--- start ---
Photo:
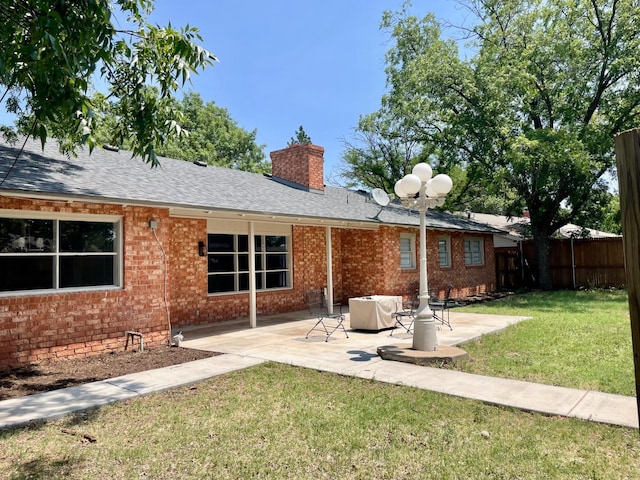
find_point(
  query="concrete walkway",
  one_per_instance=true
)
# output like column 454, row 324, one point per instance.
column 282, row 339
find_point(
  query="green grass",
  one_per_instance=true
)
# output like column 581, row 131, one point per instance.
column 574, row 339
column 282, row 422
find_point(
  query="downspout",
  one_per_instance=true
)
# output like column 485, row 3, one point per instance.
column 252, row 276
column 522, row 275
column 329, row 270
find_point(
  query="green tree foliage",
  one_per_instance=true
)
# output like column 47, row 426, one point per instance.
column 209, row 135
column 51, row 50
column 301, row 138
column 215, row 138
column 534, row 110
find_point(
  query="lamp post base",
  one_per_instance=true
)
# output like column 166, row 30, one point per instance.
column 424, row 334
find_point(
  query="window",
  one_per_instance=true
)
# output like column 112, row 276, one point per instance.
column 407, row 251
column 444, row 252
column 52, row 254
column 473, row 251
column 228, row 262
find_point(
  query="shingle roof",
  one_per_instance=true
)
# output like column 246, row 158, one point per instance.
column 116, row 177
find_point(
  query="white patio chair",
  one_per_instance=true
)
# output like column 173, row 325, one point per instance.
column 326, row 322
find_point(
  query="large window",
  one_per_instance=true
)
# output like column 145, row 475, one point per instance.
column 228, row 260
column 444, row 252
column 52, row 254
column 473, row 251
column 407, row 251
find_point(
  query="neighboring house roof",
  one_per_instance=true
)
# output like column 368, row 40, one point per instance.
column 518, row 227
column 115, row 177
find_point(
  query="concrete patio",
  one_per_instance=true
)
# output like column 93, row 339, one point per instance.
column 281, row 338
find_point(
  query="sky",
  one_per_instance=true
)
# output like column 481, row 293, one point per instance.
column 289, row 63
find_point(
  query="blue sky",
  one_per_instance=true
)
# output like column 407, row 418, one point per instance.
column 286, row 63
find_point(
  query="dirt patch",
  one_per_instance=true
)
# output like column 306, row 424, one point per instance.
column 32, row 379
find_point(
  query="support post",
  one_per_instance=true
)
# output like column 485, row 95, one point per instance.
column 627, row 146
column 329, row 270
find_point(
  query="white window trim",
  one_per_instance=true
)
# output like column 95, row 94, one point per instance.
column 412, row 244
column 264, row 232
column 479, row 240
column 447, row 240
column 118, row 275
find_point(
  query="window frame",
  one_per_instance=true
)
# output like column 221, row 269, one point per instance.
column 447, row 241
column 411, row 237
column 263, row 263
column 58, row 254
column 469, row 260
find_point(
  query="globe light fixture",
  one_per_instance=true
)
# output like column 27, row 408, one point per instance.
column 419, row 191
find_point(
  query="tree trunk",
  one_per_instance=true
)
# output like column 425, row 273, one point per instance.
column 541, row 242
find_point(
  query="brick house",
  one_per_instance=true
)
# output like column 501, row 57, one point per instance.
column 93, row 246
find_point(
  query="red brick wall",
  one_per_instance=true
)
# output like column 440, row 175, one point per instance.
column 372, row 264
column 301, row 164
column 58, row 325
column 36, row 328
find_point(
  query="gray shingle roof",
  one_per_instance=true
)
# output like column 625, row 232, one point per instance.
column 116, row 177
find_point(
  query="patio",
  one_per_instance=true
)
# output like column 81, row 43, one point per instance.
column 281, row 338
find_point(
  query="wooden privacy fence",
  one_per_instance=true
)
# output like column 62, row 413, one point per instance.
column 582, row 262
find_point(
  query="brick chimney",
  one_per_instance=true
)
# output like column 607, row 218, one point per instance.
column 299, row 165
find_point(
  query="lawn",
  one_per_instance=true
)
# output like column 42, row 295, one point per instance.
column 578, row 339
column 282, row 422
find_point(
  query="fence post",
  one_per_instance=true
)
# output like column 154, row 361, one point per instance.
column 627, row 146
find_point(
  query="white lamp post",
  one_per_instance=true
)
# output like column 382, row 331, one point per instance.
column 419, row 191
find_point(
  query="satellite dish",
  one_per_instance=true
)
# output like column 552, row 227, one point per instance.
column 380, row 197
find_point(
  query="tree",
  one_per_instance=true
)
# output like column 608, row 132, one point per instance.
--- end ---
→ What the task asks: Leave the pictures out, and print every line of the listing exactly as written.

→ Solution to this problem:
Photo:
find_point(
  query="concrete walkway",
  one_per_instance=true
)
# output like column 454, row 324, one point per instance.
column 282, row 339
find_point(
  query="green grass",
  one_per_instance=true
)
# output like column 581, row 131, one point per instance.
column 574, row 339
column 282, row 422
find_point(
  query="downspout",
  one_per_instance=true
)
# output like column 485, row 3, one point per instance.
column 252, row 276
column 522, row 275
column 329, row 270
find_point(
  query="green tree foliage",
  one_per_instance=true
)
# output like column 47, row 426, one point per instance.
column 209, row 135
column 51, row 50
column 301, row 138
column 215, row 138
column 534, row 110
find_point(
  query="lamp post base",
  one_per_instance=true
)
# output like column 166, row 30, one point per instance.
column 424, row 334
find_point(
  query="window",
  one_per_instance=true
)
# output like column 112, row 276, one point per instance.
column 407, row 251
column 444, row 252
column 52, row 254
column 473, row 251
column 228, row 262
find_point(
  query="shingle roof",
  one_per_instance=true
)
# output like column 246, row 158, one point per instance.
column 116, row 177
find_point(
  query="white patio chair",
  one_per_instance=true
)
# output like column 173, row 325, one point per instance.
column 326, row 322
find_point(
  query="large window",
  one_per_instance=true
)
# output like column 145, row 475, one point per instance.
column 228, row 260
column 444, row 252
column 52, row 254
column 473, row 251
column 407, row 251
find_point(
  query="neighboring house roof",
  one_per_instance=true
)
# output like column 368, row 40, one point per instance.
column 518, row 227
column 115, row 177
find_point(
  query="concrete patio",
  one_per_instance=true
)
# output like column 93, row 339, one point per instance.
column 281, row 338
find_point(
  query="sky",
  one_per_instance=true
)
# output like column 481, row 293, one point per instance.
column 289, row 63
find_point(
  query="blue sky",
  one_per_instance=true
)
# output like column 407, row 418, one point per instance.
column 286, row 63
find_point(
  query="dirt patch",
  one_per_instance=true
)
# output like column 306, row 424, one point per instance.
column 32, row 379
find_point(
  query="support post",
  one_per_instance=true
)
# output like column 485, row 95, one point per instance.
column 627, row 146
column 329, row 270
find_point(
  query="white window trim",
  one_per_instance=true
)
# output like column 95, row 94, one point per instance.
column 412, row 244
column 264, row 232
column 479, row 240
column 447, row 240
column 118, row 275
find_point(
  query="window frame",
  one_per_instance=true
)
# output like column 221, row 269, one point per instance.
column 447, row 241
column 411, row 237
column 263, row 263
column 58, row 254
column 469, row 260
find_point(
  query="globe light fixture",
  one_per_instance=true
)
# output like column 27, row 408, one point per instance.
column 419, row 191
find_point(
  query="tree trunk",
  one_per_instance=true
)
# output like column 425, row 273, one point per instance.
column 541, row 242
find_point(
  query="brick house",
  one_per_instance=true
)
# output like column 501, row 57, one point per instance.
column 93, row 246
find_point(
  query="red brick wall",
  one_per_instance=true
)
# output like column 440, row 175, one point per instance.
column 372, row 264
column 301, row 164
column 58, row 325
column 36, row 328
find_point(
  query="gray shingle roof",
  one_per_instance=true
)
# output like column 625, row 232, one point per instance.
column 116, row 177
find_point(
  query="patio",
  one_per_instance=true
)
# output like column 81, row 43, one point per instance.
column 281, row 338
find_point(
  query="wooden privacy fence",
  one_per_instance=true
)
# output like column 62, row 413, one point per instance.
column 582, row 262
find_point(
  query="brick chimney",
  one_per_instance=true
)
# output like column 607, row 218, one point per instance.
column 299, row 165
find_point(
  query="lawn",
  one_per_instance=true
)
# output like column 42, row 295, one point per instance.
column 578, row 339
column 282, row 422
find_point(
  query="fence post",
  one_per_instance=true
)
# output like column 154, row 361, one point per instance.
column 627, row 146
find_point(
  query="white lamp post",
  one_per_instance=true
)
# output like column 382, row 331, one point per instance.
column 419, row 191
find_point(
  query="satellite dish",
  one_per_instance=true
)
# output like column 552, row 227, one point per instance.
column 380, row 197
find_point(
  query="tree",
  one_per_instance=true
)
# output like column 608, row 132, one point per instance.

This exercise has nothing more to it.